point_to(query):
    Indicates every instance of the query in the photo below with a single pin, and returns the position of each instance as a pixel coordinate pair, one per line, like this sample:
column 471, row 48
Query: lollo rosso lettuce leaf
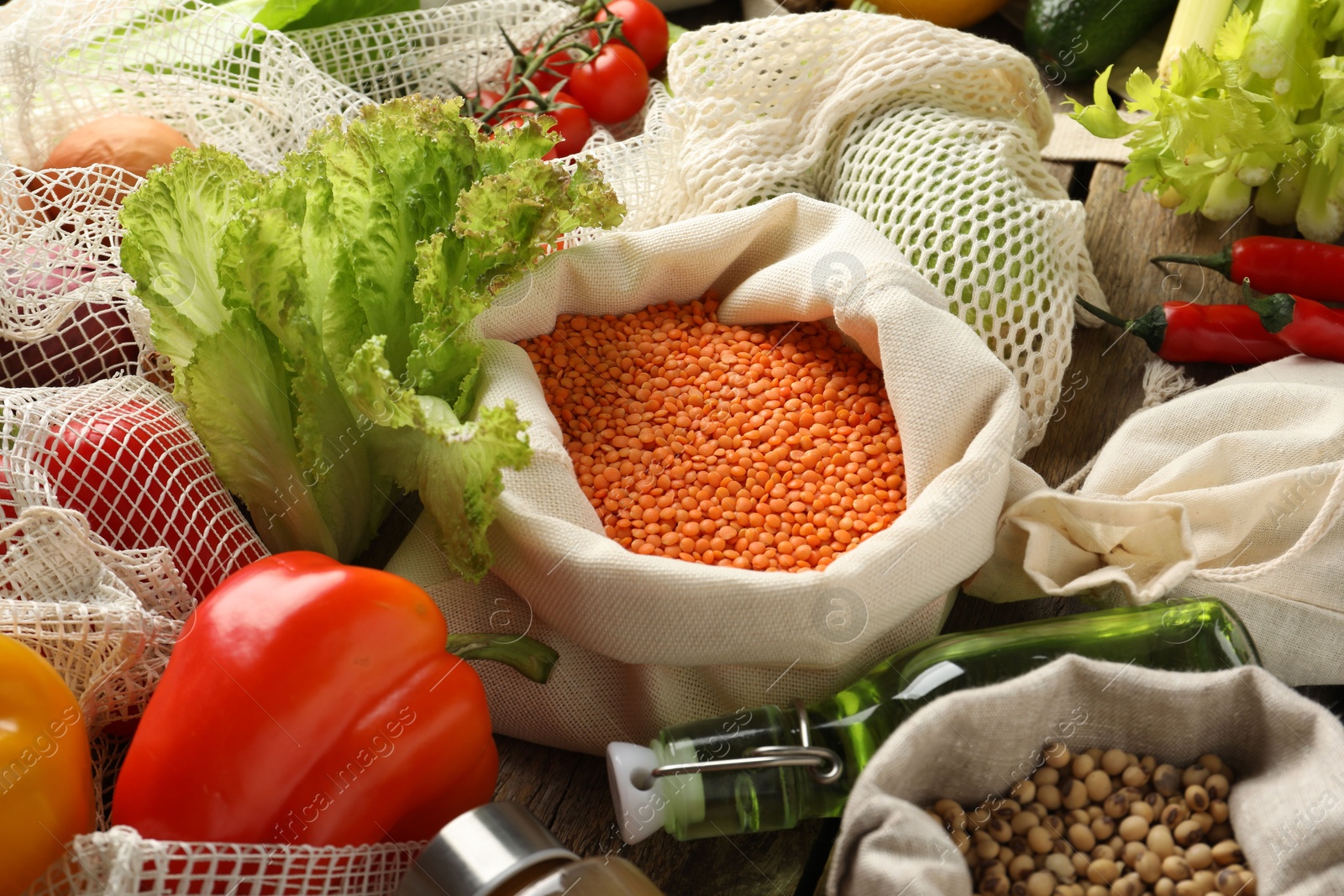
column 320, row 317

==

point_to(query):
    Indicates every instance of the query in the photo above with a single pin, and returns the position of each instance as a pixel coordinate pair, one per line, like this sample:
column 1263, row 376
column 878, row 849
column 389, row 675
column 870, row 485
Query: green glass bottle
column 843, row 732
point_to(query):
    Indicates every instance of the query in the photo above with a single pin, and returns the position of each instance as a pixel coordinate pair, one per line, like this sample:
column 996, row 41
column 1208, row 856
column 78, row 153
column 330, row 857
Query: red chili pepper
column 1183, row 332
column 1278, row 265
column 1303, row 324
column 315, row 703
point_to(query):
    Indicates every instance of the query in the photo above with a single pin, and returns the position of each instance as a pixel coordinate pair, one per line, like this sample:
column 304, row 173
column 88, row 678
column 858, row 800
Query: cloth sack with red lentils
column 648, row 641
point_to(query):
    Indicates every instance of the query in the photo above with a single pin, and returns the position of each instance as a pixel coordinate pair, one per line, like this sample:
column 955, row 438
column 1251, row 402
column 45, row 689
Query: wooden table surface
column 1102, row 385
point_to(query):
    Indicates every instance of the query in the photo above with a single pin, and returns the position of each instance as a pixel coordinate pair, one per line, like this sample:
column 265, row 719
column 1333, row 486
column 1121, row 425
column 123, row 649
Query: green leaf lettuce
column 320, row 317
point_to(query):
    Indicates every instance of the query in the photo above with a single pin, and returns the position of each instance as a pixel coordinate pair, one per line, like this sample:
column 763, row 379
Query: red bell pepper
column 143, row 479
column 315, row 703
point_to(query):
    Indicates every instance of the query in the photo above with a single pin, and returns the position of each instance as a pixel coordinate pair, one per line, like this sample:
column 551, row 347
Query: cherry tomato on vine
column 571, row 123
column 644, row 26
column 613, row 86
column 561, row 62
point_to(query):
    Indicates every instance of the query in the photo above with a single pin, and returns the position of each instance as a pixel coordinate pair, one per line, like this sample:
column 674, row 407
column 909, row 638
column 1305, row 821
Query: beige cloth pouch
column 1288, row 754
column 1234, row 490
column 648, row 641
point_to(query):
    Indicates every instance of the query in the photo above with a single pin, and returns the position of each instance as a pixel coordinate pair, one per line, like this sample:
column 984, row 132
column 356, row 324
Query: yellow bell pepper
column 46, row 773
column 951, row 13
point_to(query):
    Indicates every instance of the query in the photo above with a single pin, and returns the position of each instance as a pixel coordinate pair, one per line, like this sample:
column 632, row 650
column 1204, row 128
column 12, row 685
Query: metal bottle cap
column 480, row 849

[STATED EXERCISE]: Identify each line in the data above that contains the string "green", and copy those lines out. Treat uppercase and lowercase as different.

[PROBLEM SOLUTION]:
Query: green glass bottle
Query: green leaf lettuce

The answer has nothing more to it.